----- Provided material
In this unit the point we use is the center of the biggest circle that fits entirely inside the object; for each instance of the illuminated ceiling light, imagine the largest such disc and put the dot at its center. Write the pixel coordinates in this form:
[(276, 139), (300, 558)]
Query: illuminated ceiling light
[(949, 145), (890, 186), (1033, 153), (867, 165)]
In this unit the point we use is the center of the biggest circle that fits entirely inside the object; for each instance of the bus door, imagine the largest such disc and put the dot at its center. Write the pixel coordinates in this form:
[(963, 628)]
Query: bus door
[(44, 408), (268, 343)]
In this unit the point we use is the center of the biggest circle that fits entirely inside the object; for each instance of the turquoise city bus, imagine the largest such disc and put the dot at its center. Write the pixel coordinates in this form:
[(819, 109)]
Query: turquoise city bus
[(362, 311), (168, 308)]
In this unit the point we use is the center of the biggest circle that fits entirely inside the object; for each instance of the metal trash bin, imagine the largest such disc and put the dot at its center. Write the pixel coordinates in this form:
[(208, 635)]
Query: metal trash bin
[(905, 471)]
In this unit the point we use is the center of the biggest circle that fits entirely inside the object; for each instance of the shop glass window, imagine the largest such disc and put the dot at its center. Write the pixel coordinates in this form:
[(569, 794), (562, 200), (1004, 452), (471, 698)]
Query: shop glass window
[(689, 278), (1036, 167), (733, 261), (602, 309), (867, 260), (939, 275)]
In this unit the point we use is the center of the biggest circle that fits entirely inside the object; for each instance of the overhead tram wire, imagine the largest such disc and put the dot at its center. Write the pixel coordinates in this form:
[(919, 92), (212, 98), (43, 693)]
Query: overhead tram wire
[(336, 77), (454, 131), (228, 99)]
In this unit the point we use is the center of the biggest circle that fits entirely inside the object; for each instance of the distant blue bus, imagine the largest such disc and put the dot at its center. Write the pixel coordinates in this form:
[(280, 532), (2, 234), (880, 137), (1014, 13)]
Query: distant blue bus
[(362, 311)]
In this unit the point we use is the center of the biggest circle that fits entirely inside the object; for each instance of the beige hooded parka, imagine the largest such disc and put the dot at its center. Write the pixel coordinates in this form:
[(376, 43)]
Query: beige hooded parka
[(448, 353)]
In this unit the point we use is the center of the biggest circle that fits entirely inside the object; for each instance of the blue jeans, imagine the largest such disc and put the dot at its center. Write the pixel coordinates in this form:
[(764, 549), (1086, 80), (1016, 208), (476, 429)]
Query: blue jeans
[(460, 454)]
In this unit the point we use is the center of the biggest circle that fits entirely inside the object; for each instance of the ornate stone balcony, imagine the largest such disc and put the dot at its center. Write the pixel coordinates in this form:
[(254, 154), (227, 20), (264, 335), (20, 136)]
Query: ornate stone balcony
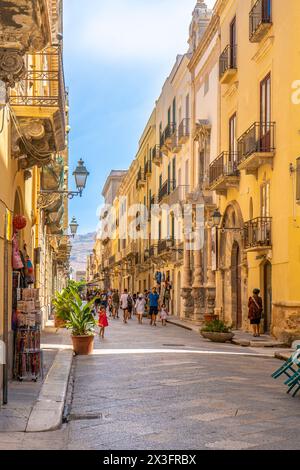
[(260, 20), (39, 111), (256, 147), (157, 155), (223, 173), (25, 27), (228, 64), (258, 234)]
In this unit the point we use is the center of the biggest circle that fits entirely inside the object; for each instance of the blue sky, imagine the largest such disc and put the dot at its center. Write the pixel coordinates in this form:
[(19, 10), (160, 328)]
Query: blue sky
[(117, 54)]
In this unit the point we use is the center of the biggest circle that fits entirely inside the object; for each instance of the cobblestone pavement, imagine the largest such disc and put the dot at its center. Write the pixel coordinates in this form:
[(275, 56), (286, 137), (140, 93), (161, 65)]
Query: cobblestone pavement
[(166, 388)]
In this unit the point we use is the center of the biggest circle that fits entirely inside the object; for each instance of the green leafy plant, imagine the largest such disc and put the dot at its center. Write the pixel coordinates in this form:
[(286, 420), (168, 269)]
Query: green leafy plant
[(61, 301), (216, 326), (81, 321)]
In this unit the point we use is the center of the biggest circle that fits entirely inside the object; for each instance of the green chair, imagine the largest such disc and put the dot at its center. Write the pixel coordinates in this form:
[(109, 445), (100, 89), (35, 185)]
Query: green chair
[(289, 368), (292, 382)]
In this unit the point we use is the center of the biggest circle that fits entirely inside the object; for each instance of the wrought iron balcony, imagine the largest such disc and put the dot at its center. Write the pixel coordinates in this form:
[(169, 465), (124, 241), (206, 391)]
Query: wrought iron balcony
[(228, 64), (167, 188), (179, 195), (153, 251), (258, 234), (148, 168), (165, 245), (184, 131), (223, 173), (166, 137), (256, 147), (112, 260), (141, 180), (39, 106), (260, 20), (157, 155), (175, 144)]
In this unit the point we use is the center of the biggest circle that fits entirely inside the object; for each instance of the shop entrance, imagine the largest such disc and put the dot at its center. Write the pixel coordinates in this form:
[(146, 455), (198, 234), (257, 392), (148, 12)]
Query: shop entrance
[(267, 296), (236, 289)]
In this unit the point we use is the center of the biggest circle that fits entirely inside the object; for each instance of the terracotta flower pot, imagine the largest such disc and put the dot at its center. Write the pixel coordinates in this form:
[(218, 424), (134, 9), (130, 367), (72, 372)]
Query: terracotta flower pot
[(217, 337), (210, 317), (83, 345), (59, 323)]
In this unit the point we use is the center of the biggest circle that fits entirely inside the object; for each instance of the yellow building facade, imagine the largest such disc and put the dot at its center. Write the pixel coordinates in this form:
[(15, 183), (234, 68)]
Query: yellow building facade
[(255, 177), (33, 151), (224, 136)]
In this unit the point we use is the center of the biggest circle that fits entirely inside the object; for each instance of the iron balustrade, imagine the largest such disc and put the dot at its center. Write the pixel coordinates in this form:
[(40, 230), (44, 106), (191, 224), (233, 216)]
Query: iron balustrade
----------
What needs to be done: Leave out the pictures and reproduce the rest of the listing exactly.

Result below:
In this unit the point we use is the center of the biggest circle that fits entirely inside the object; for each instance of the illuminated ceiling light, imagine the largest such disc and put the dot at its center. Write the pixel coordinates in this form:
[(276, 139), (300, 558)]
Query: illuminated ceiling light
[(949, 145), (890, 186), (1033, 153), (867, 165)]
In this unit the point we use is the center of the biggest circle that fits entirely inside the object; for each instance of the bus door, imagine the largest such disc and put the dot at its center. Write the pixel coordinates in this form:
[(963, 628)]
Query: bus door
[(44, 408), (268, 343)]
In this unit the point we use is the center of the biggest circle that fits entirely inside the object; for each instance of the turquoise city bus, imagine the largest such disc and put the dot at its center. Write the pixel coordinates in this form:
[(819, 109)]
Query: turquoise city bus
[(362, 311), (168, 308)]
In this unit the point we use is the center of the biggest circle that fits entirely inside the object; for each instance of the metal trash bin, imagine the largest such disc and put the dot at its center. Write the pixel coordinates in this form:
[(208, 635)]
Query: metal trash bin
[(905, 471)]
In this unit the point we use is the center of the biggest circle that fits entirely inside the object; for each instance of the shop glass window, imagine the largest such disc and put the dot at its center. Write the pixel coordinates in this form:
[(569, 794), (562, 200), (1004, 452), (471, 698)]
Query: shop glass window
[(689, 278), (1036, 167), (733, 261), (602, 309), (867, 260), (939, 275)]
In this unit the point we use is the center of the biggest circle that fits entirely inside the object; for each instance of the overhead tram wire, imagine the largest such disc and put the dot at its center. Write the pixel coordinates in this form:
[(919, 92), (212, 98), (43, 693)]
Query: overhead tram wire
[(336, 77), (454, 131), (228, 99)]
In this unit the point we use is the center of the biggest circle that fits entirely inside the object; for each instance of the distant blue bus, imagine the largest such disc and put the dot at its center. Write the pixel coordinates in this form:
[(280, 532), (2, 234), (880, 137), (1014, 13)]
Query: distant blue bus
[(362, 311)]
In this unit the point we use is the center of the biggest circle that fits entirely inside the object; for each instance of the beige hooded parka, imagine the largest such disc and put the dot at its center. Write the pixel coordinates in this form:
[(376, 43)]
Query: beige hooded parka
[(448, 353)]
In this unit the point we use is the center of the biggest circle that fits entirely inside the object; for each instance of the blue jeans, imagine the largest such disc and put the dot at its center. Write the pixel coordinates in this form:
[(764, 549), (1086, 80), (1016, 208), (476, 429)]
Query: blue jeans
[(460, 454)]
In this unit the point we use is the center of the biggest circle that fits entirely inside the object; for each instance of the ornate stone balcony, imagine the largest such disc and put the dot at its center. Write the pixel coordinates in this form:
[(254, 154), (227, 20), (264, 335), (20, 136)]
Query: ornate stone balcony
[(260, 20), (39, 111), (256, 147), (157, 155), (223, 173), (25, 27), (228, 64), (258, 234)]
In this unit the point we use is the center of the biggest circle that fits entirely inside the object; for each instance of the blue sky, imagine the largest such disc and put the dot at its center. Write the pixel coordinates in this form:
[(19, 10), (160, 328)]
Query: blue sky
[(117, 54)]
In this unit the point we use is the center of the biggest circle that fits entirely inside the object; for each instance of the cobblestone pavement, imagine the largest such disc and put the dot at its center. Write the pixel coordinates in this form:
[(275, 56), (286, 137), (140, 93), (161, 65)]
Query: cobblestone pavement
[(166, 388)]
In this unit the point we use is the center of the biggest circle that fits entirely inside the object; for each instance of the green leafy plant, imagine the largest such disc and put the dot at its center. Write the pixel coordinates in this form:
[(286, 420), (168, 269)]
Query: green leafy plant
[(61, 301), (216, 326), (81, 321)]
In this unit the point we use is the center of the biggest circle that fits entirely inside the object; for each instance of the green chair, imagine the largest such disc and put the dot at its center. Write the pixel coordinates in this form:
[(109, 445), (100, 89), (35, 185)]
Query: green chair
[(289, 368), (292, 382)]
In this unit the point we use is the center of the biggest circle that fits entirely inside the object; for each instance of the wrought iron balcony, imagine the largest such disc and put the dot at its center. Write the pixel coordinates in this form:
[(169, 465), (124, 241), (206, 391)]
Query: wrought iron balcony
[(228, 64), (167, 188), (179, 195), (153, 251), (258, 234), (148, 168), (165, 245), (184, 131), (223, 173), (166, 137), (256, 147), (112, 260), (141, 180), (39, 106), (260, 20), (157, 155), (175, 144)]
In this unit the point we use is the center of the biggest circle that fits entirely inside the object; for each instance of the shop entrance, imagine the largest such disc and put the dot at its center. Write the pixel coordinates in this form:
[(146, 455), (198, 234), (257, 392), (148, 12)]
Query: shop entrance
[(267, 296), (236, 289)]
In this unit the point we use is the center of the biggest circle that fits entirely inside the object; for each instance of the terracotta flower pot, imagine the largest such disc and put the dot at its center. Write the pixel coordinates in this form:
[(218, 424), (134, 9), (130, 367), (72, 372)]
Query: terracotta flower pot
[(217, 337), (210, 317), (83, 345), (59, 323)]
In this unit the point we use is the center of the biggest circle that fits entirely inside the object; for each instance of the yellow building facade, imagine the largest such disc and put the dot at its center. Write the pixel coordinates in this form:
[(15, 183), (234, 68)]
Query: yellow building facade
[(255, 177), (33, 151), (224, 136)]
In this unit the point we use is the center of the biggest circle that fits entirely inside the object; for each instance of the iron balustrade, imagine the largest such disc and put the dot at its center. Write the pixel coordinates in this form:
[(40, 230), (44, 106), (191, 224), (233, 216)]
Query: iron balustrade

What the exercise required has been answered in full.